Directive
Rewrite the records, renaming "outline every instance" to "mask every instance" everywhere and leaving everything else untouched.

Records for the task
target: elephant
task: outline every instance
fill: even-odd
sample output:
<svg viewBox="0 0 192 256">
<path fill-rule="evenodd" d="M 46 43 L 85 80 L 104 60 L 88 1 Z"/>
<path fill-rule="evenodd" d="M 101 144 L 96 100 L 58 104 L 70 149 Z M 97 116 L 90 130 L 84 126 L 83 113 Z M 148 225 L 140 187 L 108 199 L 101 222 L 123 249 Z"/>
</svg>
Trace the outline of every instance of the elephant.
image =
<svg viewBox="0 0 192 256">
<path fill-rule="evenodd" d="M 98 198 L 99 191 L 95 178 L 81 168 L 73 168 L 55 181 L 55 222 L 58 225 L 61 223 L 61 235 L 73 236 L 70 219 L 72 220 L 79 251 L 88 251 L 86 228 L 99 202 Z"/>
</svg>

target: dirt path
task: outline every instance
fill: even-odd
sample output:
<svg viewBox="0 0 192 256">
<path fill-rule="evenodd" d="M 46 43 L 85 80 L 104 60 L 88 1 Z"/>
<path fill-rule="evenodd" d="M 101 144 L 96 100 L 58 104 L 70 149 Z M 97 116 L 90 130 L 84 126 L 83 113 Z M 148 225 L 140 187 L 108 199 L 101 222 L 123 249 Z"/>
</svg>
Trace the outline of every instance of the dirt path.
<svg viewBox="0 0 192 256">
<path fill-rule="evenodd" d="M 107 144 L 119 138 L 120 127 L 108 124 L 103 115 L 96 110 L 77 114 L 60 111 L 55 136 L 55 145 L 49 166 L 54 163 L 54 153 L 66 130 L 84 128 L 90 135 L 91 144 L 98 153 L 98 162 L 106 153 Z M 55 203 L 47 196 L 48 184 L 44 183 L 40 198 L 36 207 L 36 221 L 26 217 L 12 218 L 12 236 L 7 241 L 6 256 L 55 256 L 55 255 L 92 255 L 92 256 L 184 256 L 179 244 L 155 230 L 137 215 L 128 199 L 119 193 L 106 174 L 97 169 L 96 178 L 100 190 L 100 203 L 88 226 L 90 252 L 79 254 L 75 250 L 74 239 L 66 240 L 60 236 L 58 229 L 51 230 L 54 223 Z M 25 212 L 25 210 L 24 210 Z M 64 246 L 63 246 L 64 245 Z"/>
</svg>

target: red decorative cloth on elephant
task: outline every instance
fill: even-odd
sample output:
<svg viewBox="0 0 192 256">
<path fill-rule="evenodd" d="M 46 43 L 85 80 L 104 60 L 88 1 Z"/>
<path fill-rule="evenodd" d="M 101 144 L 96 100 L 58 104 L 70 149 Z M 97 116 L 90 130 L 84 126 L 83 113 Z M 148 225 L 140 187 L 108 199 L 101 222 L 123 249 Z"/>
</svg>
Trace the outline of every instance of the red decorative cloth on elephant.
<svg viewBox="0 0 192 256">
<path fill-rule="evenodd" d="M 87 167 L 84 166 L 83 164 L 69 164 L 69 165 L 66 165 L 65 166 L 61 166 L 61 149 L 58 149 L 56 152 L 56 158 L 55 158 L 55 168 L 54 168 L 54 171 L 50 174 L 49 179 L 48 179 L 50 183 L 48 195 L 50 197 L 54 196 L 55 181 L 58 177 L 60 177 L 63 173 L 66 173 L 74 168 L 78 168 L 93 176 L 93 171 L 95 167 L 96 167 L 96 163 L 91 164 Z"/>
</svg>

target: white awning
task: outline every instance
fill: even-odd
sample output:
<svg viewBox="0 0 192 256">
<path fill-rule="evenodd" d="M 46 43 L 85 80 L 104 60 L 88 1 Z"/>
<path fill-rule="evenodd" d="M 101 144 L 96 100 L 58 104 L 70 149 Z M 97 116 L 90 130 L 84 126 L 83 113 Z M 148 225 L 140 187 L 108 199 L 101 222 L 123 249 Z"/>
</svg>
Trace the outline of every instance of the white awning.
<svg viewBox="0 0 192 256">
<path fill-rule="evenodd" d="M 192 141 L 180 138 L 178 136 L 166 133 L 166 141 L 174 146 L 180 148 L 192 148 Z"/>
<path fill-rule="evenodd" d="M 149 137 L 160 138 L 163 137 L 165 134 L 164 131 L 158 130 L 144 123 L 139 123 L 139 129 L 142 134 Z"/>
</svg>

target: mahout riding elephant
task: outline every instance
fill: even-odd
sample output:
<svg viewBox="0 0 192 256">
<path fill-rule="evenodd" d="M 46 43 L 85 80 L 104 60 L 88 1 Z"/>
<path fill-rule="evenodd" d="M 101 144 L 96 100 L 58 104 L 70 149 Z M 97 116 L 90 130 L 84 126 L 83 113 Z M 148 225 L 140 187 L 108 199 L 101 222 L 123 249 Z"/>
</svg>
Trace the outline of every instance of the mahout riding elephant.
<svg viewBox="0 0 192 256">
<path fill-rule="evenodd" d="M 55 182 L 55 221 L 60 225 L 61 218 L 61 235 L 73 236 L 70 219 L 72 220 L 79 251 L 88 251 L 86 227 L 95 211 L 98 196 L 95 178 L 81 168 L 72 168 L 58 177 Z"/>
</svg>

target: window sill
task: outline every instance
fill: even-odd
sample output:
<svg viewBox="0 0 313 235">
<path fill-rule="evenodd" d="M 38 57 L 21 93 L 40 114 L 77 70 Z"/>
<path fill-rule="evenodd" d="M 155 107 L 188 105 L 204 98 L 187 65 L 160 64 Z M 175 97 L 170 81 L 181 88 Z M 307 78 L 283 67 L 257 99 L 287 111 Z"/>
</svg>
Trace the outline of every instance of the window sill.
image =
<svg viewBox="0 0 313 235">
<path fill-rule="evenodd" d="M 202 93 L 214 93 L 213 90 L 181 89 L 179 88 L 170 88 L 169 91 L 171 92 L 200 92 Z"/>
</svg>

Task response
target: elephant
task: mask every instance
fill: even-odd
sample output:
<svg viewBox="0 0 192 256">
<path fill-rule="evenodd" d="M 46 43 L 85 80 L 104 60 L 88 1 Z"/>
<path fill-rule="evenodd" d="M 101 144 L 96 100 L 58 104 L 70 149 Z M 97 116 L 90 130 L 84 126 L 83 113 Z M 148 225 L 140 187 L 108 199 L 101 222 L 123 249 Z"/>
</svg>
Trace the outline of every instance of the elephant.
image =
<svg viewBox="0 0 192 256">
<path fill-rule="evenodd" d="M 98 198 L 99 191 L 95 178 L 81 168 L 73 168 L 55 181 L 55 222 L 58 225 L 61 223 L 61 235 L 73 236 L 70 219 L 72 220 L 79 251 L 88 251 L 86 228 L 99 202 Z"/>
</svg>

target: dirt path
task: mask every instance
fill: even-odd
sample output:
<svg viewBox="0 0 192 256">
<path fill-rule="evenodd" d="M 46 43 L 85 80 L 104 60 L 88 1 Z"/>
<path fill-rule="evenodd" d="M 101 144 L 96 100 L 58 104 L 70 149 Z M 97 116 L 90 130 L 84 126 L 83 113 Z M 148 225 L 140 187 L 108 199 L 101 222 L 123 249 Z"/>
</svg>
Trace the outline of every instance of the dirt path.
<svg viewBox="0 0 192 256">
<path fill-rule="evenodd" d="M 107 144 L 119 138 L 120 127 L 108 124 L 103 115 L 96 110 L 77 114 L 60 111 L 55 136 L 55 145 L 49 166 L 54 163 L 54 153 L 66 130 L 84 128 L 90 135 L 91 144 L 98 153 L 98 162 L 106 153 Z M 55 203 L 47 196 L 48 184 L 44 183 L 40 198 L 36 207 L 36 221 L 26 217 L 12 218 L 12 236 L 7 241 L 6 256 L 55 256 L 55 255 L 92 255 L 92 256 L 184 256 L 179 244 L 155 230 L 137 215 L 128 199 L 119 193 L 106 174 L 97 169 L 96 178 L 100 190 L 100 203 L 88 226 L 90 252 L 79 254 L 75 250 L 74 239 L 66 240 L 60 236 L 58 229 L 51 230 L 54 223 Z M 25 212 L 25 210 L 24 210 Z M 64 246 L 63 246 L 64 245 Z"/>
</svg>

target: red decorative cloth on elephant
task: mask every instance
fill: even-odd
sample output:
<svg viewBox="0 0 192 256">
<path fill-rule="evenodd" d="M 46 43 L 85 80 L 104 60 L 88 1 Z"/>
<path fill-rule="evenodd" d="M 101 144 L 96 100 L 58 104 L 70 149 Z M 97 116 L 90 130 L 84 126 L 83 113 Z M 148 225 L 140 187 L 108 199 L 101 222 L 123 249 Z"/>
</svg>
Trace the outline of every instance of the red decorative cloth on elephant.
<svg viewBox="0 0 192 256">
<path fill-rule="evenodd" d="M 87 167 L 84 166 L 83 164 L 69 164 L 69 165 L 66 165 L 65 166 L 61 166 L 61 149 L 58 149 L 56 152 L 56 158 L 55 158 L 55 168 L 54 168 L 54 171 L 50 174 L 49 179 L 48 179 L 50 183 L 48 195 L 50 197 L 54 196 L 55 181 L 58 177 L 60 177 L 63 173 L 66 173 L 74 168 L 78 168 L 93 176 L 93 171 L 95 167 L 96 167 L 96 163 L 91 164 Z"/>
</svg>

target: white awning
task: mask every instance
fill: even-odd
sample output:
<svg viewBox="0 0 192 256">
<path fill-rule="evenodd" d="M 46 43 L 85 80 L 104 60 L 88 1 Z"/>
<path fill-rule="evenodd" d="M 101 144 L 96 100 L 58 104 L 70 149 Z M 97 116 L 90 130 L 84 126 L 83 113 Z M 148 225 L 140 187 L 108 199 L 101 222 L 123 249 Z"/>
</svg>
Trace the outline of every instance of the white awning.
<svg viewBox="0 0 192 256">
<path fill-rule="evenodd" d="M 192 141 L 180 138 L 178 136 L 166 133 L 166 141 L 174 146 L 180 148 L 192 148 Z"/>
<path fill-rule="evenodd" d="M 149 137 L 160 138 L 163 137 L 165 134 L 164 131 L 158 130 L 144 123 L 139 123 L 139 129 L 142 134 Z"/>
</svg>

target: mahout riding elephant
task: mask every instance
fill: even-odd
sample output:
<svg viewBox="0 0 192 256">
<path fill-rule="evenodd" d="M 46 43 L 85 80 L 104 60 L 88 1 Z"/>
<path fill-rule="evenodd" d="M 101 144 L 96 100 L 58 104 L 70 149 Z M 97 116 L 90 130 L 84 126 L 83 113 Z M 148 225 L 140 187 L 108 199 L 101 222 L 123 249 Z"/>
</svg>
Trace the outline of every instance of the mahout riding elephant.
<svg viewBox="0 0 192 256">
<path fill-rule="evenodd" d="M 55 182 L 55 221 L 60 225 L 61 218 L 61 235 L 73 236 L 70 219 L 72 220 L 79 251 L 88 251 L 86 227 L 95 211 L 98 196 L 95 178 L 81 168 L 72 168 L 58 177 Z"/>
</svg>

target: window sill
task: mask every instance
fill: even-odd
sample output:
<svg viewBox="0 0 313 235">
<path fill-rule="evenodd" d="M 38 57 L 21 93 L 40 114 L 77 70 Z"/>
<path fill-rule="evenodd" d="M 155 107 L 188 105 L 204 98 L 187 65 L 160 64 Z M 175 97 L 170 81 L 181 88 Z M 307 78 L 283 67 L 257 99 L 287 111 Z"/>
</svg>
Trace the outline of every instance of the window sill.
image =
<svg viewBox="0 0 313 235">
<path fill-rule="evenodd" d="M 202 93 L 214 93 L 213 90 L 181 89 L 179 88 L 170 88 L 169 91 L 171 92 L 200 92 Z"/>
</svg>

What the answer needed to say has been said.